──────── Excerpt to read

Bindings, Platforms, and Innovation
This presentation focuses on the Internet and separating myth from fact, history from the future, and the mundane from the imaginative. Bob Frankston presents a vision of what could and should be.
Tracking change and innovation in the enterprise software development community
Posted by Boris Lublinsky on Sep 06, 2008 09:35 PM
A recent white paper from IBM Global Services describes the lessons applied by IBM’s Academy of Technology to achieve success in their SOA implementations. They did that by focusing on five priorities:
According to IBM:
To achieve a successful (SOA) deployment, a core architecture leadership team must first be established to ensure consistency of efforts and direct the vision of the architecture. Best practices specific to architecture ... can be grouped into ... distinct themes: reuse, data management,...
SOA reusability goes far beyond traditional code reuse. It has to be raised to achieve architecture reuse - the creation of a reusable architecture framework which facilitates SOA initiatives across the enterprise through careful planning, engineering and management.
You shouldn’t assume that existing Web services comply with standards or that they can be easily composed and integrated. Service composition is highly complex and often includes transactions, unit-of-work boundaries, error handling, security and propagation of credentials, and aggregation of business logic. As a best practice, you need to design services for reuse at the outset and increase reusability as the business case for the required effort progresses
says the white paper.

────────────────

[Exercise 1]: Please duplicate the part of the SOA article between "Bindings, Platforms, and" and "and should be.", inclusive.
[Exercise 2]: In the SOA article, which IBM group produced the white paper being described?

──────── Information provided

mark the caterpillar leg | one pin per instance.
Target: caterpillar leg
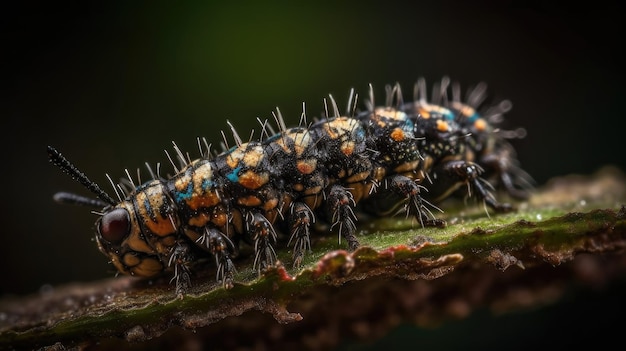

────────────────

[Complete response 1]:
Bindings, Platforms, and Innovation
This presentation focuses on the Internet and separating myth from fact, history from the future, and the mundane from the imaginative. Bob Frankston presents a vision of what could and should be.

[Complete response 2]: IBM Global Services.